- WHAT THIS EXERCISE ASKS -
1. From the speech on permanent war, copy the stretch from "Our soul-wearying, life-sapping" through "state-capitalist, bourgeois society.".
2. Translate this sentence from the speech on permanent war into Spanish: "Unless you’re independently wealthy, this is the treadmill you’re on, like it or not."

- EXCERPTED PASSAGE -
------

Permanent war and the illusion of democracy

I’d like to begin by thanking Bart Haggin for inviting me back again to the Humanist Breakfast. It’s been a while since I’ve spoken in public, and since I tend to sound like a broken record, I hope I’ll have something new to say this morning. Since Bart extended the invitation, I hope to address, if not quite directly, a topic about which he’s been thinking, speaking, and writing for some time now, namely, power, which he broadly divides into three great kinds: the military and police power of the state; the economic power of the captains of industry and finance; and, not as an afterthought but the key to it all, is popular power, the power of the organized people themselves. Bart is confident that through organizing, which he holds to be the hardest but the most important work we can do, people’s power can resist and even overcome the pernicious effects of an increasingly militarized national security state, both domestically and abroad; and of the political economy of the few-oligarchs or plutocrats-arrayed against the many, ordinary working people and their diminishing expectations, facing as they are the mounting threats against so much as a modicum of economic and financial security, their wages declining, their hours longer, their benefits precarious, their pensions vanished, their homes threatened with foreclosure, teetering on the edge of personal bankruptcy, living paycheck to paycheck, the costs of healthcare and education soaring in a seemingly endless inflationary spiral, and all of the impacts of petroleum, still traded in dollars, selling at $100 a barrel.

It’s not that I think Bart is wrong about organizing, but the people in their large numbers, the working-class majority, confront a hard-fought uphill battle, and it’s difficult to see, in the short term, how reality could be on their side, against the increasing colonization and domestication of our lives by the forces of state-administration, the political economy of globalized capital, and the adjutants of capital in the culture industry and corporate media who operate a propaganda machine that would have been the envy of Joseph Goebbels. (This is sometimes called “the news.”)

Our soul-wearying, life-sapping Age of Reagan grinds on, as well as the world-historical reality to which this Age arose in reaction of a global race to the bottom in the epoch of state-capitalism. Unless you’re independently wealthy, this is the treadmill you’re on, like it or not. Being on a treadmill might not be so bad by itself, we’re well enough accustomed and nicely habituated to the daily grind of our lives, except that it has a destination or an eschatological horizon that can only evoke our horror or terror the moment we pause in our plodding, heads bowed low, to turn our gaze towards the fate we may not be able to avert, of thermonuclear holocaust and ecological collapse, which are the final destinations of advanced industrial, state-capitalist, bourgeois society.

------

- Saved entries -
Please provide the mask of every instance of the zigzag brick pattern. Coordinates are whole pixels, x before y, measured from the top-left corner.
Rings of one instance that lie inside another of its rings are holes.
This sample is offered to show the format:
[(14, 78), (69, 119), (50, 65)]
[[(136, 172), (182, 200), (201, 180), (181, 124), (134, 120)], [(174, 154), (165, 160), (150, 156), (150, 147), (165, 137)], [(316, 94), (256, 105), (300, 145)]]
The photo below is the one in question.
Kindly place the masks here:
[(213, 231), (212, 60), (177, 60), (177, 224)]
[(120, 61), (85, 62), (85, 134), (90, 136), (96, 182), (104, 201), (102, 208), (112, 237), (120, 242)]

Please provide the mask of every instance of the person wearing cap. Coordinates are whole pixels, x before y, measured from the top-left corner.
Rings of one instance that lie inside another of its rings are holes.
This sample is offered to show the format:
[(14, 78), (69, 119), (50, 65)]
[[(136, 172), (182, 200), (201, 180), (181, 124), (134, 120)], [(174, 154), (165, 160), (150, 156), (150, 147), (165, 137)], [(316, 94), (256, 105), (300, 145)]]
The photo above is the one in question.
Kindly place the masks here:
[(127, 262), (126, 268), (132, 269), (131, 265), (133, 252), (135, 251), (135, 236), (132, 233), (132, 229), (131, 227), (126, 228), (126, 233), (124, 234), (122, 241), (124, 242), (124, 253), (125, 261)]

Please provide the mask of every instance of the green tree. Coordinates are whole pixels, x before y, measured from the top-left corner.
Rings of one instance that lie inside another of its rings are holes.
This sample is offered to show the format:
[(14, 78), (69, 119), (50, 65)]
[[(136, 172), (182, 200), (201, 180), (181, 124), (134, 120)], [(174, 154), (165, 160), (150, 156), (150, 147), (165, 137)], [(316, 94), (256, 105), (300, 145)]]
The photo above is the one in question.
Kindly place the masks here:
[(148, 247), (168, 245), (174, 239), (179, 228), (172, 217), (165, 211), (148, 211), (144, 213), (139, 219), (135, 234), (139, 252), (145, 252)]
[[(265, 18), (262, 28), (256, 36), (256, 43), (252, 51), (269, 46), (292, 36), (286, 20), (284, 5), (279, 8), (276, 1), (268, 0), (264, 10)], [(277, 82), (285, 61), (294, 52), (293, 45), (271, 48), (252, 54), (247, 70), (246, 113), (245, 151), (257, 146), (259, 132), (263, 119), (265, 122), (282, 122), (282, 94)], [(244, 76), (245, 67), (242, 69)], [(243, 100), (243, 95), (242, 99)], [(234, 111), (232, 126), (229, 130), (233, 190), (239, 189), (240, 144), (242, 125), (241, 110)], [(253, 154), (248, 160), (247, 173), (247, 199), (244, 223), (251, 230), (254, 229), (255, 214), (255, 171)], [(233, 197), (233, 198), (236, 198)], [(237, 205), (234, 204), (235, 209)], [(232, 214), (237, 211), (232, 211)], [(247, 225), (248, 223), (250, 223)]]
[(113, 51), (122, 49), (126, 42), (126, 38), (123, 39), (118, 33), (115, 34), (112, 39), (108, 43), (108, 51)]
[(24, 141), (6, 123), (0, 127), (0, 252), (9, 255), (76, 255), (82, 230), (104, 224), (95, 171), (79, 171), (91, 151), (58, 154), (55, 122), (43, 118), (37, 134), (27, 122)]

------

- EXPECTED RESULTS -
1.
Our soul-wearying, life-sapping Age of Reagan grinds on, as well as the world-historical reality to which this Age arose in reaction of a global race to the bottom in the epoch of state-capitalism. Unless you’re independently wealthy, this is the treadmill you’re on, like it or not. Being on a treadmill might not be so bad by itself, we’re well enough accustomed and nicely habituated to the daily grind of our lives, except that it has a destination or an eschatological horizon that can only evoke our horror or terror the moment we pause in our plodding, heads bowed low, to turn our gaze towards the fate we may not be able to avert, of thermonuclear holocaust and ecological collapse, which are the final destinations of advanced industrial, state-capitalist, bourgeois society.

2. A menos que tengas fortuna propia, esta es la cinta de correr en la que estás, te guste o no.